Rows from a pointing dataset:
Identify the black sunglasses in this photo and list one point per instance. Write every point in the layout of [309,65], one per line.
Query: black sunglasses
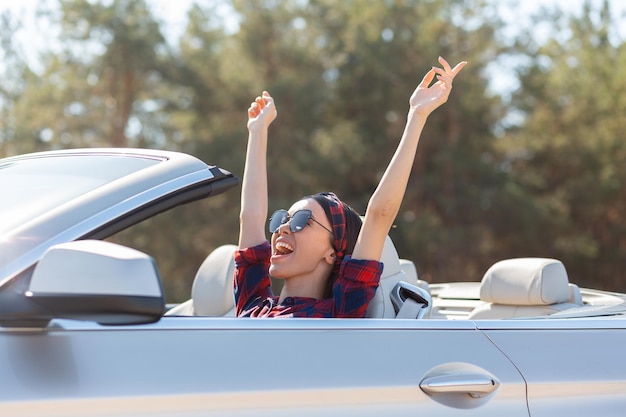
[299,219]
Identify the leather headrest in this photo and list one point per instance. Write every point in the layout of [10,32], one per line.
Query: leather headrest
[525,281]
[212,290]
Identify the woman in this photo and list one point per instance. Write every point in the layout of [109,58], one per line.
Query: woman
[329,261]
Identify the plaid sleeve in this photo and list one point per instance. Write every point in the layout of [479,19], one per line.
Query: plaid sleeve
[252,280]
[355,287]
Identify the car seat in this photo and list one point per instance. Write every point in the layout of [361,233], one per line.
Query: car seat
[212,289]
[525,287]
[381,305]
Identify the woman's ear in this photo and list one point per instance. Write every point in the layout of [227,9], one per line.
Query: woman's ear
[330,257]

:: Task requirements ::
Reproduce the listing above with every "layout" swapped for "format" and nothing else altered, leaving the pictures out.

:: Solution to the problem ::
Identify the black sunglasses in this photo and list one point per instance. Write every point in the format of [309,65], one per line.
Query: black sunglasses
[299,219]
Identify the leather headrest in this photo and list one point per instance. Write every point in the format of [10,32], one per line.
Query: leather headrest
[525,281]
[212,290]
Identify the woman in this photo and list one point per instance. Write every point in the format of [109,58], one per line.
Query: woman
[329,261]
Identify the plaid sleeve in this photo and list one point per instance. Write every point in the format of [479,19], one per line.
Query: plaid sleeve
[252,280]
[355,287]
Identify the car seat in this photo and list one point per instance. Write every point in the format of [361,233], one per line.
Query: car seat
[212,289]
[525,287]
[381,305]
Identify the woman's ear in this photo and list one point per instance. Write every point in the format of [227,9], one per line.
Query: woman's ear
[330,257]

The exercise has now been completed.